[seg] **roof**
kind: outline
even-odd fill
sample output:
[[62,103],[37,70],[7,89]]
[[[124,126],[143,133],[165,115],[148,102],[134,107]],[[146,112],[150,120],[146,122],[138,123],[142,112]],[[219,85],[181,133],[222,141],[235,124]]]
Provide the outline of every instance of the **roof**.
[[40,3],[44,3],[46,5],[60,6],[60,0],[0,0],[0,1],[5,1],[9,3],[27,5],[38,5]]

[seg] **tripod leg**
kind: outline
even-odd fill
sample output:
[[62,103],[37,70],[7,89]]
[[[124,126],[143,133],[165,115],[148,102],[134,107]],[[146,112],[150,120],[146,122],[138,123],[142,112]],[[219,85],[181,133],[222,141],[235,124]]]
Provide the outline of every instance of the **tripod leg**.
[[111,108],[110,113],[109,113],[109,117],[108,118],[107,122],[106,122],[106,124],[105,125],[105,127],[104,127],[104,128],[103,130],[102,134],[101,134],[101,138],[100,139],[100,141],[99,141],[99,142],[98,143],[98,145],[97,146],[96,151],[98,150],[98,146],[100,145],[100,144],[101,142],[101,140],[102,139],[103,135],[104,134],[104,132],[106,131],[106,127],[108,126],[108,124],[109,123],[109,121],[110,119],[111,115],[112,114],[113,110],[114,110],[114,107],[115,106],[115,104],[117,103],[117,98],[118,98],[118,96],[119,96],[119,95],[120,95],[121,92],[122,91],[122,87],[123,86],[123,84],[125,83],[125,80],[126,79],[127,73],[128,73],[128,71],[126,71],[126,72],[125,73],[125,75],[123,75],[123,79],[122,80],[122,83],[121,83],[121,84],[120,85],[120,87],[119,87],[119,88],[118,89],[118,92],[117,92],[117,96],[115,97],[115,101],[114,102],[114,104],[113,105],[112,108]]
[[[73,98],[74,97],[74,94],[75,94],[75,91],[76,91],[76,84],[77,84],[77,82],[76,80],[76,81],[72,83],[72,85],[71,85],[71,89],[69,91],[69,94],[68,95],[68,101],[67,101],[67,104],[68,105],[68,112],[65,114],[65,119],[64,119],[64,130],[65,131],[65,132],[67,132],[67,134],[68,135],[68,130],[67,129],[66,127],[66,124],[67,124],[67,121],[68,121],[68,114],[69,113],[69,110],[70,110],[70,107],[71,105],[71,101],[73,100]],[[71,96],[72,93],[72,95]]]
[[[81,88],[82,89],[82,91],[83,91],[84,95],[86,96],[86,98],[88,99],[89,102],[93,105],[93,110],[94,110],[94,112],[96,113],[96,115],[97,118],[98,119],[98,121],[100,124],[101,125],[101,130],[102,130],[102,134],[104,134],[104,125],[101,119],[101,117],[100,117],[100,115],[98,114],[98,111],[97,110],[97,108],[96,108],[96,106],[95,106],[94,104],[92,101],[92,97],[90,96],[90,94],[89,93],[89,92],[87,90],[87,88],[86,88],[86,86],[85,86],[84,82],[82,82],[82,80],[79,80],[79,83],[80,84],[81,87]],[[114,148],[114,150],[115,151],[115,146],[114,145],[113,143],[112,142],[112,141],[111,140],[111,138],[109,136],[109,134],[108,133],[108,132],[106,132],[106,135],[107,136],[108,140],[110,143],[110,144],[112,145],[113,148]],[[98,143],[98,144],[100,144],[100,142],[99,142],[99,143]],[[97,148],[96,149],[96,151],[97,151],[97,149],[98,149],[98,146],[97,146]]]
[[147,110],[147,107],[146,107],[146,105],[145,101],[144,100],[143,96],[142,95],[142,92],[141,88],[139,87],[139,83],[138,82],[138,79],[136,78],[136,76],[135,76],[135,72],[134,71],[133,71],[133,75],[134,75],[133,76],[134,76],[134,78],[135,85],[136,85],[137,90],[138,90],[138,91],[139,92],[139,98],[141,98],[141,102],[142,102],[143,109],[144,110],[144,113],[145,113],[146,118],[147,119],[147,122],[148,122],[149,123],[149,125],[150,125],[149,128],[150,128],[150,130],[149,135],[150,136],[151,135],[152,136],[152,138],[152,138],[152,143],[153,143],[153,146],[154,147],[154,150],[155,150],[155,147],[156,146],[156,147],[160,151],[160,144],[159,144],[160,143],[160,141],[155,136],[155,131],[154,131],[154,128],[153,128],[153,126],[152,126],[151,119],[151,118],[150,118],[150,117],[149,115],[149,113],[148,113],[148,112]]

■ ■ ■ ■ ■ ■ ■

■ **Required task**
Render the part of the records above that opens with the line containing "[seg] **tripod leg**" and closes with the line containing "Provide the outline of every instance of the **tripod", both included, as a Markdown table with the columns Row and Line. Give each line its row number and omit any blank lines.

■ **Answer to the exercise**
| Row | Line |
|---|---|
| 1 | [seg] **tripod leg** |
| 2 | kind: outline |
| 3 | even-odd fill |
| 4 | sample output: |
| 5 | [[62,103],[37,70],[7,89]] |
| 6 | [[[124,126],[143,133],[165,115],[148,102],[134,107]],[[146,112],[150,120],[146,122],[138,123],[142,112]],[[219,85],[181,133],[222,141],[235,124]]] |
| 7 | Provide the outline of every instance of the **tripod leg**. |